• **Problem details**:
Make an exact copy of all the records.

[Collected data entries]
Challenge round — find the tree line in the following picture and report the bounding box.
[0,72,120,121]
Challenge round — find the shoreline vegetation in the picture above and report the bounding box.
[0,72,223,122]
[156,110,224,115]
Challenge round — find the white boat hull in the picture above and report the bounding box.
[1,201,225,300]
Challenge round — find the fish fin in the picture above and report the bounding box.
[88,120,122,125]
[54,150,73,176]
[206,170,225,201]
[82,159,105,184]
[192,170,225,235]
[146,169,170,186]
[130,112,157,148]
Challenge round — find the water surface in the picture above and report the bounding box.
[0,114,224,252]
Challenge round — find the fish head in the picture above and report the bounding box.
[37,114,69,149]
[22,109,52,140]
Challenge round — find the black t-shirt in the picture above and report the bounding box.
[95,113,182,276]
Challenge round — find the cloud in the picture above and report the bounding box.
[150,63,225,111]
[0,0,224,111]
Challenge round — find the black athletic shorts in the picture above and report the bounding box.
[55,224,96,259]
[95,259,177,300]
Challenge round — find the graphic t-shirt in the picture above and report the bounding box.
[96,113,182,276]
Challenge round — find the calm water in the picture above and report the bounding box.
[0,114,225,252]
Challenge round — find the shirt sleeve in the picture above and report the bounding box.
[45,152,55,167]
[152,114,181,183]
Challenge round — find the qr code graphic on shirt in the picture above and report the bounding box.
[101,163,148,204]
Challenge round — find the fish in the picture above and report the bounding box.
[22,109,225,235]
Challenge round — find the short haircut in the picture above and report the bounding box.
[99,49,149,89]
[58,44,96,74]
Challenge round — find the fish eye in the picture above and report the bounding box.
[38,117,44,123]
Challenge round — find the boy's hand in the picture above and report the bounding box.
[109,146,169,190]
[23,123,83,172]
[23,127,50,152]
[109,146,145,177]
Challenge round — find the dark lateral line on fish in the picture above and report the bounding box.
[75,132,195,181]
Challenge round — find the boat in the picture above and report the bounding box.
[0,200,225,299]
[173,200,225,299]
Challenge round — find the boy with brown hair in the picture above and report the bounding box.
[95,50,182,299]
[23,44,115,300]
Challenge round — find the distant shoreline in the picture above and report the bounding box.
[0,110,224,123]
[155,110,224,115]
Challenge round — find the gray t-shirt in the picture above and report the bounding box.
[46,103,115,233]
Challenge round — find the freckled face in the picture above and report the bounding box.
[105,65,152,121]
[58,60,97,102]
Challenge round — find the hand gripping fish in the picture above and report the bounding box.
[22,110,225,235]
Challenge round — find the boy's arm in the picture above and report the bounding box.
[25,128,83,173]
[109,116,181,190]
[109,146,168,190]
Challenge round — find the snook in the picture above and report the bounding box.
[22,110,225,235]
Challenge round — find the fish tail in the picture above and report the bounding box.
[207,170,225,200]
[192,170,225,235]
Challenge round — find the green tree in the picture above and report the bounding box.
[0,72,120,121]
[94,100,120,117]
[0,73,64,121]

• **Answer below**:
Challenge round — find the tree line in the following picture and report the bounding box.
[0,72,120,121]
Challenge round — find the shoreline vegetation in the picture above and report the bounding box.
[0,72,223,122]
[156,110,224,115]
Challenge round — find the white boat hull in the picture above and report the bounding box.
[1,201,225,300]
Challenge round — find the fish fin in the picture above and report the bounding box.
[88,120,122,125]
[54,150,73,176]
[206,170,225,201]
[82,159,105,184]
[192,170,225,235]
[146,169,170,186]
[130,112,157,148]
Challenge round — find the water surface in the picture above and report the bounding box.
[0,114,224,252]
Challenge round — find the fish head in the picture above and report the bounding box.
[37,114,69,149]
[22,109,52,140]
Challenge round — find the black t-shirt in the picture above and report the bounding box.
[95,113,182,276]
Challenge round — find the cloud in the picture above and report the bounding box.
[150,63,225,111]
[0,0,224,111]
Challenge round — find the black athletic shorts in the picture above and report the bounding box.
[55,224,96,259]
[95,259,177,300]
Challenge round — find the graphic t-shirt in the picture above and report the bounding box.
[96,113,182,276]
Challenge round — find the calm water in the picture above and report the bounding box.
[0,114,225,252]
Challenge round — find the shirt sleeve in the picture above and report the bounding box.
[45,152,55,167]
[152,114,181,183]
Challenge round — find the qr code graphic on shirt in the picture above and report the bounding box.
[101,163,148,204]
Challenge round — find the fish in the picture above and report the bounding box.
[22,109,225,235]
Challenge round — find the short haircut in the picture above and report the bounding box.
[99,49,149,89]
[58,44,96,74]
Challenge round — find the fish eye in the picture above and report the bounding box.
[38,117,44,123]
Challenge round — find the boy's hand in the picture above and report the bounding box.
[109,146,169,190]
[23,123,83,172]
[23,127,50,152]
[109,146,145,177]
Challenge round — find the dark lateral line on fish in the picture above and report the bounding box.
[75,132,195,181]
Challenge round — find the boat in the picture above and report the bounding box.
[0,200,225,299]
[173,200,225,299]
Challenge round — find the boy with brown hair in the picture above and report the bounding box.
[95,50,182,299]
[23,44,115,300]
Challenge round — find the distant shoreline in the picture above and report the bounding box.
[0,110,224,123]
[155,110,224,115]
Challenge round — find the gray t-shirt in the picture above and report the bounding box.
[46,103,115,233]
Challenge round — find the freckled face in the picture above and report the bounding box.
[105,65,152,121]
[58,60,97,102]
Challenge round — find the hand gripping fish in the picture above and report the bounding box.
[22,110,225,235]
Challenge round — find the boy's arm in the picture above and report the bounding box.
[25,128,83,173]
[109,116,181,190]
[109,146,168,190]
Challenge round — find the snook in the picture above and report the bounding box.
[22,110,225,235]
Challenge round — find the fish tail in the picture above and report the bounding box.
[207,170,225,200]
[192,170,225,235]
Challenge round — find the green tree in the picture above and report the bounding box.
[0,72,120,121]
[94,100,120,117]
[0,73,64,121]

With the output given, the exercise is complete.